** Required work **
Please pull out each line of the data below that contains the word "mountain".

(Named object pointing entries)
◆ ◆ ◆ ◆ ◆

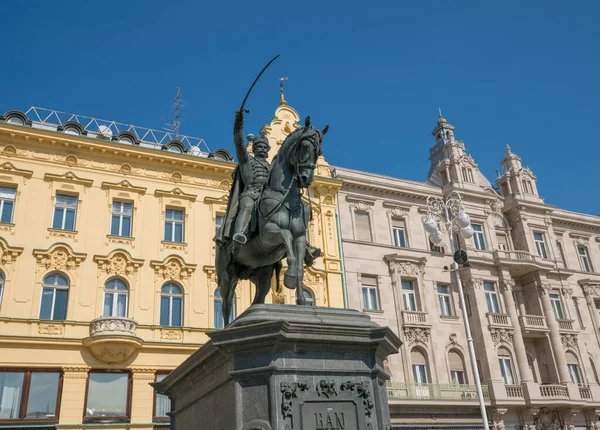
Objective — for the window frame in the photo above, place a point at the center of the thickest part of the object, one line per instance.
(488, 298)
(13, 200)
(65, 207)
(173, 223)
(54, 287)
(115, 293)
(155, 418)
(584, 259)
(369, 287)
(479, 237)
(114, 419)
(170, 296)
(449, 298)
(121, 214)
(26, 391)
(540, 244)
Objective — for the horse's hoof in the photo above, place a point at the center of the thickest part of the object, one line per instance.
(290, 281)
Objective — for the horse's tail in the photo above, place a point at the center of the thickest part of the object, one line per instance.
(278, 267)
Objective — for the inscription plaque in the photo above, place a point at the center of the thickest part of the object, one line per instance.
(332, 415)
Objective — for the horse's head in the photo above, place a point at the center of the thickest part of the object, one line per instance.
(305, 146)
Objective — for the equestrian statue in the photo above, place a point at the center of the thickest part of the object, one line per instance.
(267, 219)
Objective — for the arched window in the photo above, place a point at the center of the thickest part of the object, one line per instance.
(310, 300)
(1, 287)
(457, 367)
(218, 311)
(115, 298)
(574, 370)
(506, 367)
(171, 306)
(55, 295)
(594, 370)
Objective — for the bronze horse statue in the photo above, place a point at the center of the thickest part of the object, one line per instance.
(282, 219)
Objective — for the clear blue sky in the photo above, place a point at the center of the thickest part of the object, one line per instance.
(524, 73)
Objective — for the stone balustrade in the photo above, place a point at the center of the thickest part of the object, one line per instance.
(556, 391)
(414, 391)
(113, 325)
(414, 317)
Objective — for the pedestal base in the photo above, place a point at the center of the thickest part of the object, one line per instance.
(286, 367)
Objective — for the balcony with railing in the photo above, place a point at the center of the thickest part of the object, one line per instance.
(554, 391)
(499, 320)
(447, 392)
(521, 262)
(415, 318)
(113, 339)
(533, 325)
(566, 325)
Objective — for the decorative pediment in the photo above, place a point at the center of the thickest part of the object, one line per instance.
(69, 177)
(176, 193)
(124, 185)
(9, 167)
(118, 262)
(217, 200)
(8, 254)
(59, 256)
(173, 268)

◆ ◆ ◆ ◆ ◆

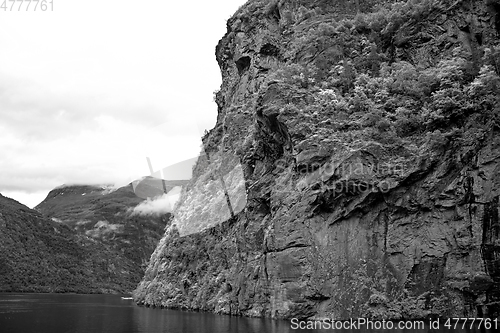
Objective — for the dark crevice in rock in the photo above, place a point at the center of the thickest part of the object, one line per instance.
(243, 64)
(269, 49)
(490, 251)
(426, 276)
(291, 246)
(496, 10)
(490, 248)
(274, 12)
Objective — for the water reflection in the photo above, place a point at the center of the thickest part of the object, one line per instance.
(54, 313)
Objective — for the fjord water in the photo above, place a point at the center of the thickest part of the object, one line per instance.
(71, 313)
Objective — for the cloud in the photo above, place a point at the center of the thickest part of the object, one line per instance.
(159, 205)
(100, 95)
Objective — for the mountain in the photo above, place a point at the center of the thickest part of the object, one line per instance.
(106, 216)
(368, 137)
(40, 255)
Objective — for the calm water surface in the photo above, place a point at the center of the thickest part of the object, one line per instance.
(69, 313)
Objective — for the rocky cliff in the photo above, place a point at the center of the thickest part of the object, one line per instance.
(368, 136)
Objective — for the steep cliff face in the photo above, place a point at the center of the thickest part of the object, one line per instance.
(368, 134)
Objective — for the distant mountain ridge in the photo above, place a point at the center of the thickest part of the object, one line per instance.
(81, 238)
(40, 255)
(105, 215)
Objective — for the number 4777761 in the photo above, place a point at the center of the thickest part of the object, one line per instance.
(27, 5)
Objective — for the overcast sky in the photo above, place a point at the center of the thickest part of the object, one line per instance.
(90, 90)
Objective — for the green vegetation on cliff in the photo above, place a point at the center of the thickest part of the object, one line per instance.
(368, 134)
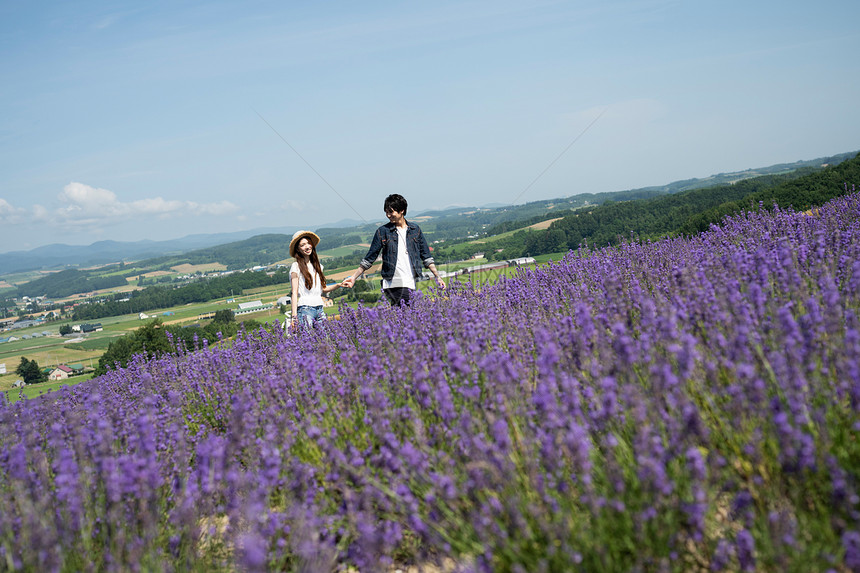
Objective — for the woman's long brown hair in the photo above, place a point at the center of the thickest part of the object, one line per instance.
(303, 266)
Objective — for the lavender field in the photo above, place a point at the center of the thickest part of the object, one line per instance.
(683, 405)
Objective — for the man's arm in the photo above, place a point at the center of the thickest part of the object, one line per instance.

◆ ◆ ◆ ◆ ◆

** Output for this task **
Objective — for the mountain in the photo above, place a point at the center of the thickest part of the object, one line per instance.
Objective — for the distant mountain ridge in the photo above, place a point at the center of the thickest part of the object, one line per instance.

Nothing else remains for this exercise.